* _TEXTE_:
_ _ _ _ _ _ _

Le chemin de la solidarité et de la coopération fut long, difficile, parfois même périlleux, mais nous voici désormais emplis d’une nouvelle espérance. Comment ne pas observer, en effet, tant de signes de cette renaissance politique, économique et culturelle de l’Afrique ? Au Libéria, pour la première fois sur notre continent, une femme, Madame Ellen Johnson-Sirleaf a été élue Présidente de la République. C’est au Rwanda que le plus fort pourcentage de femmes jamais élues dans le monde au Parlement vient d’être réalisé. Comment oublier le leadership éclairé du Président Nelson Mandela en République Sud-africaine, dont le large aura reste présent partout dans le monde. Et comment ne pas saluer les récentes élections présidentielles et générales conduites depuis des décennies en République démocratique du Congo, qui ont apporté la preuve qu’il n’y avait aucune fatalité et que chaque pays pouvait emprunter sans crainte la voie démocratique.
Partout «l’afro pessimisme » apparaît en net recul. Les capitaux privés empruntent désormais plus volontiers le chemin de l’Afrique, bon nombre de cadres de nos pays qui ont brillamment réussi dans les pays les plus développés reviennent chez eux pour y créer et implanter des start-up. Ces dernières années, la bonne tenue de la croissance économique s’est confirmée atteignant le taux de 6% en 2006. Ces signes positifs nous conduisent à persévérer dans la poursuite de politiques macro-économiques plus ouvertes, transparentes et stables, basées sur les principes de la bonne gouvernance et du développement durable. Je constate avec plaisir que la tenue d’élections libres, honnêtes et transparentes tend à devenir partout la norme, que l’égalité de tous devant la loi est de mieux en mieux assurée, que la séparation effective des pouvoirs est en passe d’être instaurée, qu’un nombre croissant d’Africaines et d’Africains se sentent intéressés par leur avenir et celui de leurs enfants et qu’ils veulent prendre part aux débats et aux actions les concernant directement. Cette bonne gouvernance doit aussi devenir la pratique du monde économique et des entreprises. D’abord par la transparence dans la gestion des comptes publics et la lutte contre la corruption, mais aussi par l’amélioration de systèmes de comptabilité et de vérification, la modernisation et l’application des lois et textes garantissant un fonctionnement normal et transparent des entreprises.

_ _ _ _ _ _ _

* _Enregistrements source_:

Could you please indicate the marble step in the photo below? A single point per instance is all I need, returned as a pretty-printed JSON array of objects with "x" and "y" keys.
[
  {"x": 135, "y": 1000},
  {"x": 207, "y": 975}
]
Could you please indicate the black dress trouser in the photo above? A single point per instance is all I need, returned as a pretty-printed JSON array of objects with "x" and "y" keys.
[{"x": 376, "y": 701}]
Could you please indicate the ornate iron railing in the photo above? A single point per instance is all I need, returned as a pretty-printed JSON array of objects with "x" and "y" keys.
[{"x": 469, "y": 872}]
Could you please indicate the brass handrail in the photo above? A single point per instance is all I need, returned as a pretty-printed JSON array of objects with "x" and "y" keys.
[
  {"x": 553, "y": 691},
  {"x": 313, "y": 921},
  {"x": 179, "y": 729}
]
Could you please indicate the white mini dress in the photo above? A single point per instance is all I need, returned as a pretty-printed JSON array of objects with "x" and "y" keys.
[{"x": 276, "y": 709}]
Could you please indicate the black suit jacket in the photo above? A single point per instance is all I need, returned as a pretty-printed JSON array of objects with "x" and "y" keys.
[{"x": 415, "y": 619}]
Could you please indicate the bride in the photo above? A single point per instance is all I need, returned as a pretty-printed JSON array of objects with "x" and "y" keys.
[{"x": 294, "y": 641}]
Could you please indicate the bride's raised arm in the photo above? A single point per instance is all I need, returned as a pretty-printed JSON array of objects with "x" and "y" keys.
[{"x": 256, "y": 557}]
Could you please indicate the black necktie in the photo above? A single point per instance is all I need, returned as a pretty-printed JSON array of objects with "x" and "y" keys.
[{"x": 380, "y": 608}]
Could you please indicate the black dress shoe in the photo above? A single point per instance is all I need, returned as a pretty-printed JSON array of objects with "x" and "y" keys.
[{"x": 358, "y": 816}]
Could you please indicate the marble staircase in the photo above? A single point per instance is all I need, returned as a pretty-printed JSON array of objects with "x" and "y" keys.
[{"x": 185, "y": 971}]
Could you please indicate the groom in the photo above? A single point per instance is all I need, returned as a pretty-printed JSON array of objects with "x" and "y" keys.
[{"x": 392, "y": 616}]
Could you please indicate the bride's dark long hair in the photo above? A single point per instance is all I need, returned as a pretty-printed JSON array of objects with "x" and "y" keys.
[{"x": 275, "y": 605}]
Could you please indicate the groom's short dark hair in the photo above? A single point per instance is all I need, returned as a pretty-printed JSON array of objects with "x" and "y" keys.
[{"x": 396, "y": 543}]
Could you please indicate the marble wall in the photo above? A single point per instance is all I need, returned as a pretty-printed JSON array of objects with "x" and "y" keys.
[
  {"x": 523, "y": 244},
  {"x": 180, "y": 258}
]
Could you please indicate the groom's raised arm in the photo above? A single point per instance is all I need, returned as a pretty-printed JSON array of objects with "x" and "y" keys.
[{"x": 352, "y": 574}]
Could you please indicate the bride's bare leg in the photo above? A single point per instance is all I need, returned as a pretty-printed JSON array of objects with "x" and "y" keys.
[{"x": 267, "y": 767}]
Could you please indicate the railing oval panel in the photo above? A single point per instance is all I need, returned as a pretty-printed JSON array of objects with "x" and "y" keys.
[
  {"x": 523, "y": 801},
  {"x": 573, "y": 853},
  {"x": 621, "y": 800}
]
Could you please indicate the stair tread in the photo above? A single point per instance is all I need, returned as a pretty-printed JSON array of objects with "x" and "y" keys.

_ _ _ _ _ _ _

* _CONSIGNE 1_: Quel taux de croissance économique le texte sur la renaissance de l'Afrique indique-t-il pour 2006 ?
* _CONSIGNE 2_: Prolongez le texte sur la renaissance de l'Afrique en reprenant après sa dernière phrase.

* _RÉPONSE 1_: 6 %.

* _RÉPONSE 2_:
Il convient à nous tous, Etats africains et leurs populations, régions, entreprises, ONG, d’intensifier encore notre coopération afin de faire en sorte que l’Afrique puisse continuer à se transformer dans le contexte de la globalisation. Dans cette optique le mécanisme du NEPAD (New Partnership for Africa’s Development) me paraît particulièrement important pour l’élaboration et la mise en œuvre de grands projets de développement d’intérêt commun dans le domaine des infrastructures, de l’éducation et de l’innovation ou de la mise en valeur de nos ressources naturelles. Nous avons été particulièrement heureux que le Ghana ait été le premier pays africain à s’être soumis à l’une de ses dispositions principales, le jugement par ses pairs (« peer review »). Cette procédure inédite a été conduite avec succès en avril 2005 et cette première expérience a grandement contribué à faire ancrer ce mécanisme de jugement par les pairs dans la pratique. Est-ce d’ailleurs un pur hasard si M. Robert Zoellick, le candidat à la présidence de la Banque mondiale, a effectué son premier déplacement à l’étranger au Ghana ?
 Pour notre part, grâce à la bonne tenue des cours de l’or et de l’augmentation de la récolte de cacao, deux de nos principaux produits exportés, nous avons pu atteindre un taux de croissance de 6 % en 2006. Mais, il nous reste encore bien des efforts à accomplir compte tenu notamment de notre déficit extérieur, qui a atteint l’an dernier 6,2 % du PNB, en diminution certes par rapport à 2005 (7,6 %), et du maintien d’une inflation encore élevée avec 10,9 % en 2006.
Malheureusement bon nombre de pays africains manquent de ressources, d’infrastructures et de capacités leur permettant d’affronter avec sérénité les nombreux défis de la globalisation. La communauté internationale doit continuer à prêter une attention soutenue à ces pays et se montrer généreuse en termes d’allègement ou de suppression de leurs dettes et d’accroissement de l’aide publique au développement, et promouvoir des flux accrus d’investissements privés.
Nous devons veiller également, avec l’aide de la communauté internationale et en particulier de l’ONU et de l’Organisation internationale du Travail (OIT), à ce que les droits de l’Homme, y compris ceux des femmes et des enfants, le droit à l’emploi et à un travail décent soient partout préservés ou garantis. La croissance économique et la lutte contre les inégalités sont une nécessité économique. Elles sont aussi un impératif moral, permettant de faciliter la poursuite des Objectifs du Millénaire pour le Développement et de réduire la pauvreté d’ici 2015. Tous ces points ont été discutés au cours du récent Sommet du G8 d’Heilligendam où, en compagnie de cinq de mes collègues, chefs d’Etat africains, j’ai plaidé la cause de notre continent auprès des pays les plus riches du monde.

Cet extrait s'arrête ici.